ACTION ITEM
Without any omission, reproduce the records that follow.

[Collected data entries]

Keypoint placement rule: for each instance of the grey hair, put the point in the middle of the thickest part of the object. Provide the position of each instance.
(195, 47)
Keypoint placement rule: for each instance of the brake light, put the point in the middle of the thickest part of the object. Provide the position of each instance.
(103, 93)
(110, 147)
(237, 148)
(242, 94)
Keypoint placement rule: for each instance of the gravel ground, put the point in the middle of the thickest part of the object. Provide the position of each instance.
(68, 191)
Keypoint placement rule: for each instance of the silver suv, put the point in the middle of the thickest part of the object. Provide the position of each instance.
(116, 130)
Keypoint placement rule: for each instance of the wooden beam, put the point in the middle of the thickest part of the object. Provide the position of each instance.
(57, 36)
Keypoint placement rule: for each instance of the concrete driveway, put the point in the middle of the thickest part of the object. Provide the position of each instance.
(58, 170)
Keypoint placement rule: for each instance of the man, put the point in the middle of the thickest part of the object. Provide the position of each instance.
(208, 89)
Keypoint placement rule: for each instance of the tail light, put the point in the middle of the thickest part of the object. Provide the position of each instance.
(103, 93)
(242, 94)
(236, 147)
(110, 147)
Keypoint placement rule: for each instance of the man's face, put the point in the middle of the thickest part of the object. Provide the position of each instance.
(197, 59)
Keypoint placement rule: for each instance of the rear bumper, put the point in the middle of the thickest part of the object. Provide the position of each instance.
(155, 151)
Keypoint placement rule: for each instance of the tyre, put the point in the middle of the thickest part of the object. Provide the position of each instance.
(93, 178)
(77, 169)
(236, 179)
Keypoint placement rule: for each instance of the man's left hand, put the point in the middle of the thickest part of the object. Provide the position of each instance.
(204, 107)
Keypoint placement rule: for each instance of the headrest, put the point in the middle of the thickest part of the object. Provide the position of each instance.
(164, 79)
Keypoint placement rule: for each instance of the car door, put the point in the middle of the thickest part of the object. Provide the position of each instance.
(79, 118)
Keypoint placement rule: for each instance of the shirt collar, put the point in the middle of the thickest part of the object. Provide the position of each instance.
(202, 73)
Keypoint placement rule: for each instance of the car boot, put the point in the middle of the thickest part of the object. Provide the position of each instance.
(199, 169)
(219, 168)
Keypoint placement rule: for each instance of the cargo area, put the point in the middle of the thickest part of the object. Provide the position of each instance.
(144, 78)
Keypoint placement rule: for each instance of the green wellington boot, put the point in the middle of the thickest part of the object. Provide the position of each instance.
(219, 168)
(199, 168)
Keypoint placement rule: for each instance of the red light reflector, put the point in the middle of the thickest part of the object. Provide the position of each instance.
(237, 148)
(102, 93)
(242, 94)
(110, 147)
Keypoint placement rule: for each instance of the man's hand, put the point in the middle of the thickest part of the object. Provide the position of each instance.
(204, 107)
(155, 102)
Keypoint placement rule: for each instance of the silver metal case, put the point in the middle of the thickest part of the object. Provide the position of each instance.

TASK ANSWER
Keypoint placement rule: for each instance of the grey hair, put the point in the middle of the thickest part of the object. Provide the position of each instance.
(195, 47)
Keypoint placement rule: for each instance of the brake light, put the point in the middle of the thickest part of the object. Provide the position of each instance.
(103, 93)
(110, 147)
(237, 148)
(242, 94)
Keypoint placement rule: for each instance of the gravel ground, put the point in the middle of the thickest part of the object. Provide the position of each instance.
(68, 191)
Keypoint placement rule: for each instance of the silver suv, put the point in the middle of the thickest part of the object. Provide the position of each instance.
(116, 130)
Keypoint placement rule: for each instance of the wooden beam, put the point in the middle of the thickest part of the object. Provide the position of each instance.
(57, 36)
Keypoint placement rule: for each instance of the concrete driveway, put the point in the middle of the thickest part of the object. Provide the position of each instance.
(58, 170)
Keypoint placement rule: for each instance of the man, put the point in the middle of the thickest part of the object. Provide the position of each instance.
(208, 89)
Keypoint placement rule: for each instance of the tail light, put the point in the middle of the thickest part of the object. Provide the position of each instance.
(103, 93)
(242, 94)
(236, 147)
(110, 147)
Keypoint placement rule: for each instance of the man's face, put the point in the middle of the thickest part of the object. Provide the position of each instance.
(197, 59)
Keypoint placement rule: for each instance of the rear bumper, put the point in the middle of the thickest part of the object. Provide the position of each instance.
(155, 151)
Keypoint placement rule: for each instance of the tyre, put the point in the middle of the thickest part of the object. Provide the position of each instance.
(93, 178)
(77, 169)
(236, 179)
Keypoint placement rule: for each instance of the man's left hand, put the point in the middle of the thickest part of the object. Provide the position of each instance.
(204, 107)
Keypoint placement rule: for each instance of the headrest, put the point in the middle of the thickest part of the object. Provide the position of each instance.
(164, 79)
Keypoint placement rule: for each instance of the car door, put the point in the middle of the thickest part of the object. Provide the position of each instance.
(79, 118)
Keypoint placement rule: for each instance of the shirt collar, put the point in the middle of the thickest part of the object. Provide the position of each instance.
(202, 73)
Keypoint placement rule: for each instance of the car boot, put the point in the middle of the thickest part of the object. Provide the position of each instance.
(199, 169)
(219, 168)
Keypoint placement rule: for each instance of the cargo area, put the point in the middle of the thickest part of the object. Provide the position of each instance.
(144, 78)
Keypoint placement rule: for each instance of the green wellington boot, put the point in the middle of the thickest part of the object. Provide the position of each instance.
(219, 168)
(199, 168)
Keypoint placement rule: for each instance of the red light reflector, put the point in the middle of the thickest part of the object. Provide the position of each instance.
(237, 148)
(102, 93)
(242, 94)
(110, 147)
Keypoint placement rule: for each instance of the man's hand, put the point in the middle of the thickest part of the object. Provide the position of each instance.
(204, 107)
(155, 102)
Keypoint placement rule: for each instance of the silver metal case, put the point in the middle of the thickest part of the object. Provide the position of each instance.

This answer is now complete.